● **Listing**
--- start ---

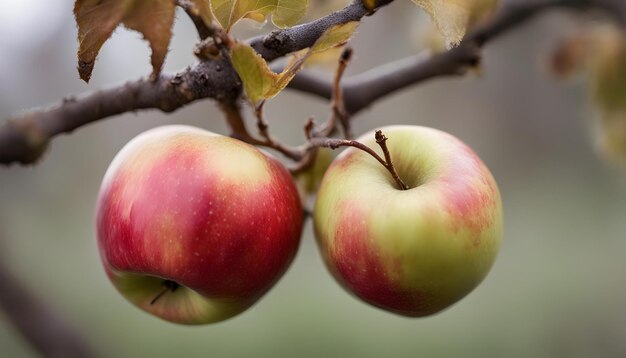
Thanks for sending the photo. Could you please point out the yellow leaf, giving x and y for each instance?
(202, 8)
(284, 12)
(335, 36)
(369, 4)
(609, 92)
(256, 75)
(97, 19)
(261, 83)
(153, 19)
(454, 17)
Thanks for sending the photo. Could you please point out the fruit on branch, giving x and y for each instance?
(194, 227)
(417, 251)
(600, 49)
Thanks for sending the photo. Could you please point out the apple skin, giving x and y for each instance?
(412, 252)
(215, 215)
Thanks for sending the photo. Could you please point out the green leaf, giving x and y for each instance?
(335, 36)
(454, 17)
(261, 83)
(97, 19)
(285, 13)
(256, 75)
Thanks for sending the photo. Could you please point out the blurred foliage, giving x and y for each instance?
(558, 286)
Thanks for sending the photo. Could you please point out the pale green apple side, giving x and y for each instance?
(183, 305)
(424, 247)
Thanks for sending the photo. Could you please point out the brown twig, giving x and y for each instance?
(334, 143)
(338, 109)
(362, 90)
(24, 138)
(381, 139)
(204, 30)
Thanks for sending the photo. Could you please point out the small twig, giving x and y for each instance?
(236, 122)
(338, 108)
(334, 143)
(204, 30)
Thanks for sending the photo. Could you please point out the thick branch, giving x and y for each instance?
(362, 90)
(23, 139)
(44, 329)
(282, 42)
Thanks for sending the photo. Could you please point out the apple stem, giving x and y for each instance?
(168, 285)
(381, 139)
(334, 143)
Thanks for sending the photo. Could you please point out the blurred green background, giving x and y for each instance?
(558, 288)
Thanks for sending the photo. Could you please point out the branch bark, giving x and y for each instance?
(23, 139)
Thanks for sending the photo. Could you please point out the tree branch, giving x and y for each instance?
(360, 91)
(44, 329)
(23, 139)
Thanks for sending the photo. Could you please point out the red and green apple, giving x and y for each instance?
(414, 252)
(195, 227)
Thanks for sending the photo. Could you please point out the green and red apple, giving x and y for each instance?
(194, 227)
(414, 252)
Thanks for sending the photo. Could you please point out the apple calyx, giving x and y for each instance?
(168, 285)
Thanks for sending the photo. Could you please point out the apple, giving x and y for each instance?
(195, 227)
(413, 252)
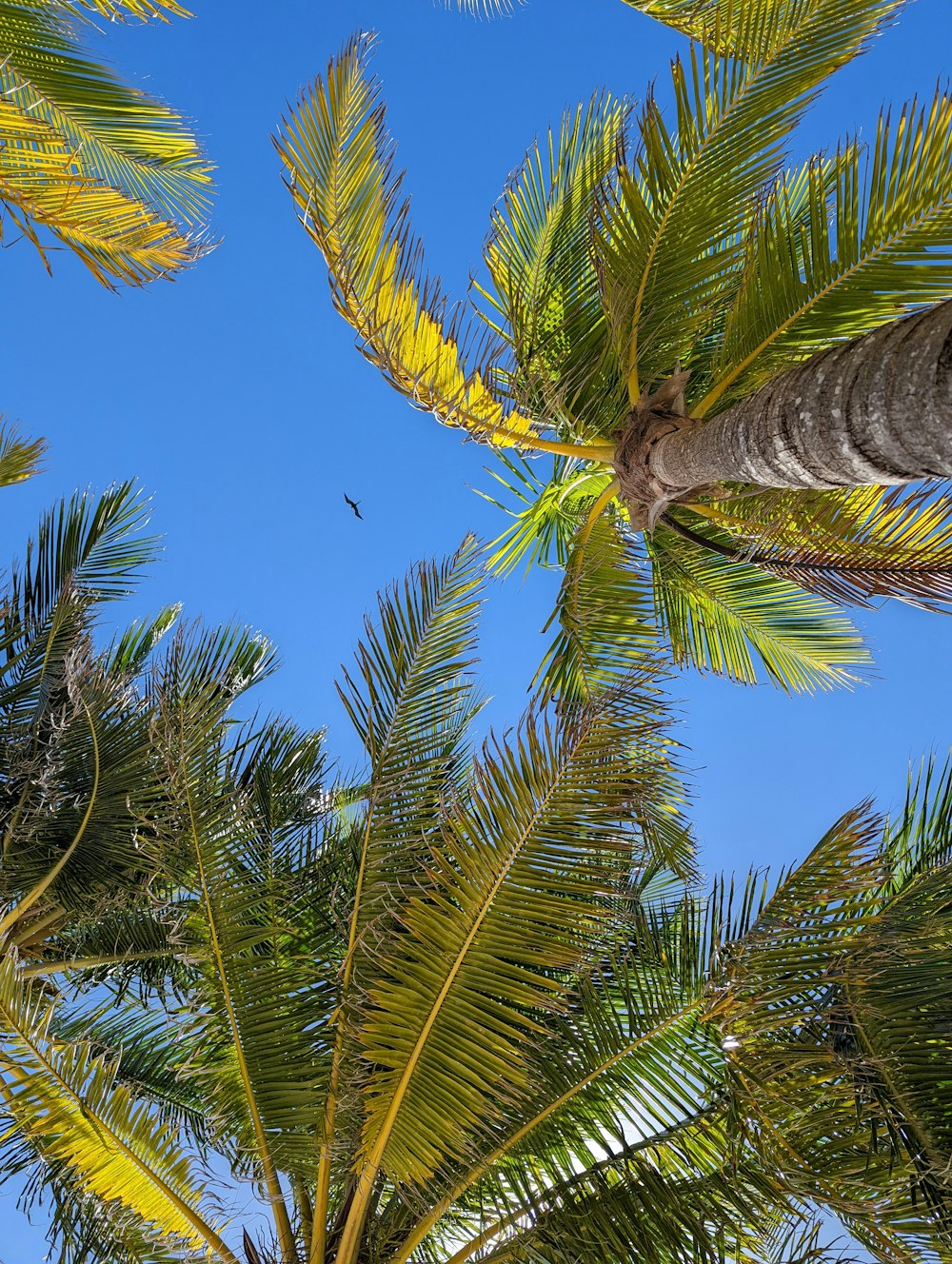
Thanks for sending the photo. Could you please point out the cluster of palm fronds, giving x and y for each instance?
(472, 1001)
(466, 1004)
(636, 244)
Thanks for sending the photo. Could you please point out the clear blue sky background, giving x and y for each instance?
(237, 398)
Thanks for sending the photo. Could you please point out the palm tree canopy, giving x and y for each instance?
(463, 1002)
(99, 166)
(666, 263)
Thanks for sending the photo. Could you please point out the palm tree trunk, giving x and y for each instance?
(872, 411)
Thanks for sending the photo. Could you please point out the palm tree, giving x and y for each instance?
(736, 366)
(103, 168)
(461, 1006)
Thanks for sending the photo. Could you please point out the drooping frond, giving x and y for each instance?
(119, 10)
(674, 238)
(69, 1106)
(850, 546)
(110, 172)
(718, 23)
(724, 615)
(19, 458)
(831, 1014)
(540, 842)
(339, 161)
(869, 246)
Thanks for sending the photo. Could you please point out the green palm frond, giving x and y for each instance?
(259, 979)
(19, 458)
(671, 250)
(724, 615)
(506, 862)
(411, 698)
(870, 244)
(848, 546)
(831, 966)
(545, 287)
(118, 10)
(339, 162)
(66, 1102)
(110, 172)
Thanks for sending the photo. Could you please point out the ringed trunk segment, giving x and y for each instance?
(875, 411)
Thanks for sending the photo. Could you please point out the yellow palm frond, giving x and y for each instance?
(852, 545)
(111, 173)
(339, 159)
(68, 1105)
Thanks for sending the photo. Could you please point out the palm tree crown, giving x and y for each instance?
(650, 276)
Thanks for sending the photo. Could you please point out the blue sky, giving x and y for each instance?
(237, 398)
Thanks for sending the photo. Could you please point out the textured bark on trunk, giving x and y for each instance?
(872, 411)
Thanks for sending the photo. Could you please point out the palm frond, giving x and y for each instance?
(671, 250)
(717, 23)
(535, 844)
(545, 286)
(803, 1048)
(262, 989)
(119, 10)
(339, 161)
(19, 458)
(850, 546)
(109, 170)
(724, 615)
(870, 246)
(69, 1106)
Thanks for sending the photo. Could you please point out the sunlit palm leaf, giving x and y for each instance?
(724, 615)
(105, 168)
(804, 1005)
(870, 246)
(671, 249)
(339, 159)
(68, 1104)
(118, 10)
(540, 255)
(19, 458)
(538, 844)
(259, 978)
(852, 546)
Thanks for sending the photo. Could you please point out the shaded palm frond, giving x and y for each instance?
(724, 615)
(263, 991)
(848, 546)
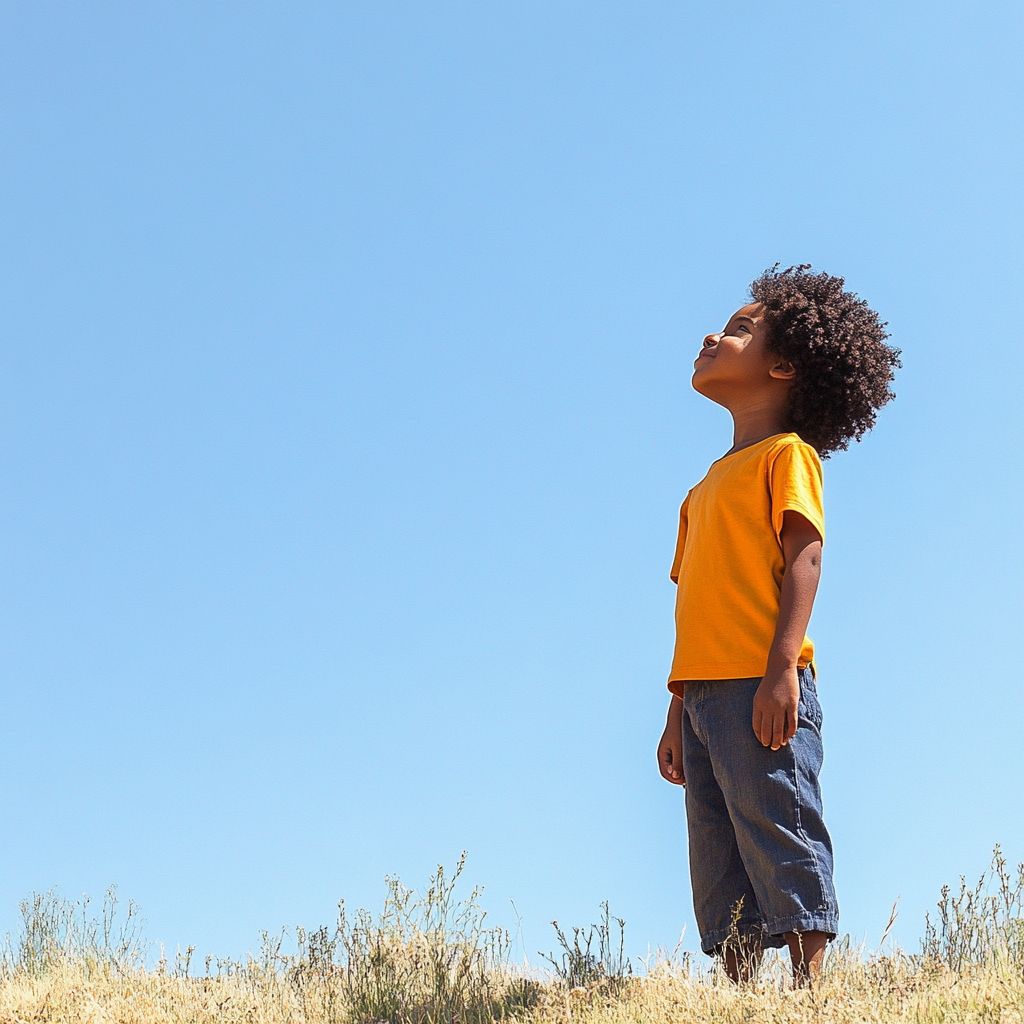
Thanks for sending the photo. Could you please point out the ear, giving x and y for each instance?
(782, 370)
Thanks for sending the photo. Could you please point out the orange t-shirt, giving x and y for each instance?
(729, 562)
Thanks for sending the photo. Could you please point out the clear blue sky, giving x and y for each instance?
(346, 418)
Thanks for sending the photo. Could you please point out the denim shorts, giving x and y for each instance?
(761, 860)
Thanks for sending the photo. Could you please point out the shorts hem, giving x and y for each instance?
(827, 923)
(771, 937)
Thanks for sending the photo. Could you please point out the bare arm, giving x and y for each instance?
(778, 695)
(670, 750)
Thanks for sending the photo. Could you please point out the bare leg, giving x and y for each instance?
(807, 950)
(741, 958)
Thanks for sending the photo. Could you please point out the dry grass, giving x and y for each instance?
(430, 961)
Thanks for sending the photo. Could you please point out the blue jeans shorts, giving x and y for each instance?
(761, 860)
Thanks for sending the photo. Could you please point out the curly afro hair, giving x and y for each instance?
(837, 344)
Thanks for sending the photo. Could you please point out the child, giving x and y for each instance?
(803, 371)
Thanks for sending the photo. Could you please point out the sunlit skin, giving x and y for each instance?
(735, 370)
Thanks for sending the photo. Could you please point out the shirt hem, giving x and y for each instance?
(710, 673)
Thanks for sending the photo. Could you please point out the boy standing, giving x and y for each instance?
(803, 371)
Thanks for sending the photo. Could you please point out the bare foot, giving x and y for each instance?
(807, 949)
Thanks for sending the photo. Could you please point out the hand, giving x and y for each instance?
(775, 707)
(670, 754)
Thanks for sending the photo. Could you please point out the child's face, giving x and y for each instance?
(736, 361)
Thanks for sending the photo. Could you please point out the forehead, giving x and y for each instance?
(752, 311)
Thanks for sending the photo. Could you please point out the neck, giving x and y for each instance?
(756, 420)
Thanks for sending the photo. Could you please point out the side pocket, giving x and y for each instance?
(809, 698)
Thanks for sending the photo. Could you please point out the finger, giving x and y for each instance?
(792, 724)
(758, 719)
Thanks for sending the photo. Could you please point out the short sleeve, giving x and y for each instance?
(796, 484)
(681, 541)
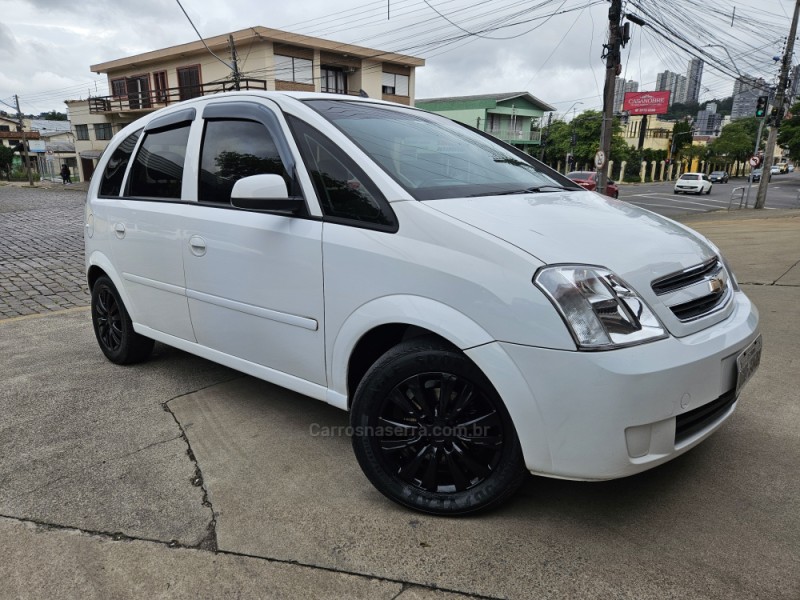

--- end ---

● **The request**
Reproduce all of the material above word for word, leaving out the pictures.

● **The completed task**
Thanks for sending the photo. Could you please point out the yellow leaf, giving x and y for each instance?
(202, 8)
(284, 12)
(335, 36)
(369, 4)
(609, 92)
(256, 75)
(97, 19)
(261, 83)
(153, 19)
(454, 17)
Thanks for sending the photo. Could you please point out the fruit on branch, giving x and y for each instance?
(194, 227)
(417, 251)
(600, 49)
Thanks for sending the photo. Could you please point out the apple skin, giving x and y for each instance?
(412, 252)
(215, 215)
Thanks for sending the photo. Could you please point out the green leaf, giving x and y for each instance?
(335, 36)
(454, 17)
(261, 83)
(97, 19)
(285, 13)
(256, 75)
Thanks for sending the photo. Could you please point out the blurred foliage, giving x and y for each instance?
(558, 286)
Thanks for sending the photo. Could you please point out the pale green apple side, giving x and y for each instance?
(183, 305)
(424, 247)
Thanks for sending the photo. Could you please point out the brown twig, giving x and y for each instance?
(334, 143)
(338, 109)
(362, 90)
(24, 138)
(381, 139)
(204, 30)
Thanks for sending the photo. Could you please point out the small twig, giving x and y for each instance?
(236, 122)
(338, 108)
(334, 143)
(204, 30)
Thanks for sending the photo. Could you please point out the thick branch, giving x and y for each instance?
(362, 90)
(23, 139)
(44, 329)
(282, 42)
Thanks for sending the photo. Could you please point out the apple stem, giving x and y for each instance?
(168, 285)
(381, 139)
(334, 143)
Thanks for sending the photo. Could you please point out the blurred green background, giving x and y for each instance?
(558, 288)
Thanks for sending the photo. Could you please point out the branch bark, giving x and y for each instance?
(23, 139)
Thanks for sending the photo. Could you please point out the tree branch, giving x and y for each instance?
(360, 91)
(44, 329)
(23, 139)
Thanks for sending the photo. Could you please point out the red and green apple, giving x and y for each instance?
(414, 252)
(195, 227)
Thanks for sending the photo. Could you please point out the green and red apple, giving x and y for each instance?
(194, 227)
(414, 252)
Thanks for sending the photo. Could you please point out the apple calyx, giving x and y for each instance?
(168, 285)
Thanks for sending the photo. Could you please point out the apple, giving x and y for each instance?
(195, 227)
(413, 252)
Thanks for sending the photo. Could you please point out the cluster of palm fronds, giving x and y for each instance?
(472, 1001)
(466, 1004)
(636, 244)
Thanks for sending the photo. Could you please point out the clear blue sky background, giving x and y for each instance?
(237, 398)
Thanks for sending the photo. Could you please point out the palm tree canopy, giving x and y for each instance?
(463, 1002)
(99, 166)
(666, 263)
Thanks for sending the photo. Could you please point out the palm tree trunk, giving x and y for each instance?
(872, 411)
Thanks for sending the photo. Could you please point out the palm tree, giving x and y for each instance?
(736, 366)
(103, 168)
(461, 1006)
Thanks for sending the photo. Could you please point out the drooping frond, giving x and y for each instance?
(119, 10)
(674, 238)
(69, 1106)
(850, 546)
(110, 172)
(718, 23)
(724, 615)
(19, 458)
(831, 1014)
(540, 842)
(339, 161)
(869, 246)
Thanks for sending the photo. Could you please point out the green palm frond, giving x and y for each instance?
(259, 979)
(19, 458)
(671, 250)
(724, 615)
(506, 862)
(411, 698)
(870, 244)
(848, 546)
(831, 966)
(545, 287)
(118, 10)
(339, 162)
(66, 1102)
(110, 172)
Thanks for sending the photo. Could you please point out the ringed trunk segment, giving x and y for each instance?
(875, 411)
Thanks for sending the photo. Could you please point out the yellow palm frond, giving x and y for each instance?
(852, 545)
(111, 173)
(339, 159)
(68, 1105)
Thanks for sending the photo. Could you please point out the palm tree crown, giving x and y for each instance?
(650, 276)
Thanks for sending the photo. Could you please point out the blue sky, giving x and y for each instance?
(237, 398)
Thanks for sending the photo. Could you please point out the textured bark on trunk, giving x and y for each instance?
(872, 411)
Thanks for sending the photo. Could you please point out the palm frond, giving x and y for each instance?
(671, 250)
(717, 23)
(535, 844)
(545, 286)
(803, 1048)
(262, 989)
(119, 10)
(339, 161)
(19, 458)
(850, 546)
(109, 170)
(724, 615)
(870, 246)
(69, 1106)
Thanks for sending the photo. Could you please point out the sunlit palm leaf, giving x and y for each instance?
(724, 615)
(105, 168)
(804, 1005)
(870, 246)
(671, 249)
(339, 159)
(68, 1104)
(118, 10)
(540, 255)
(19, 458)
(538, 844)
(259, 978)
(852, 546)
Thanks for sending the photo. Could you please point out the shaded palm frond, giving x and y for each instance?
(724, 615)
(263, 991)
(848, 546)
Thanks for sending the photo. Could you please point out the ear, giving x and y for each instance?
(782, 370)
Thanks for sending the photo. Could you please point out the orange t-shirt, giving x and y for each instance?
(729, 562)
Thanks for sending the photo. Could you please point out the clear blue sky, giving x and y for each instance?
(346, 418)
Thanks for sending the photo. Could you please point out the denim shorts, giving x and y for each instance?
(761, 860)
Thanks for sending the photo. Could you please point out the shorts hem, giving x and y for each instance?
(827, 923)
(771, 937)
Thanks for sending the photo. Could you please point out the bare arm, giving x and y for each instance?
(778, 695)
(670, 750)
Thanks for sending the photo. Could you please point out the bare leg, giving x and y for each instance?
(807, 950)
(741, 958)
Thanks for sending the photo. Could you please point out the dry grass, giving x and y for each instance?
(430, 961)
Thanks for sending the photo. Could you please point out the blue jeans shorts, giving x and y for each instance?
(761, 860)
Thanks for sending the photo. Could you please point out the curly afro hair, giving x and y for each instance?
(837, 344)
Thanks for sending the photo. Could you please point out the child, giving x and y for each instance?
(803, 371)
Thanks for sending the photo. Could you please point out the sunlit skin, giving x and y for each instance?
(735, 370)
Thanks for sending the photo. Could you please point out the shirt hem, giving x and y for each instance?
(710, 673)
Thanks for sending the photo. Could you please point out the boy standing, giving x and y for each instance?
(803, 371)
Thanks for sending the photo. Could you please point out the bare foot, giving x and y for each instance?
(807, 949)
Thanks for sending the photo. Could you please point out the hand, giving x and y for each instance?
(775, 707)
(670, 754)
Thanks for sending the photo. Could you please point out the child's face, giving x and y for each instance?
(736, 361)
Thanks for sending the photo. Could you please point out the forehead, giving x and y for each instance?
(752, 311)
Thanks for sending the photo. Could you please point out the neck, giving x and y for each instance?
(756, 420)
Thanks for sending the photo. Could you please point out the side pocket, giving x and y for each instance?
(809, 698)
Thanks for sending the photo. Could you please point out the finger, giving x and y for each instance?
(792, 724)
(758, 719)
Thanks for sending the photo. Could you please point out the short sleeve, giving x and y for each instance?
(796, 484)
(681, 541)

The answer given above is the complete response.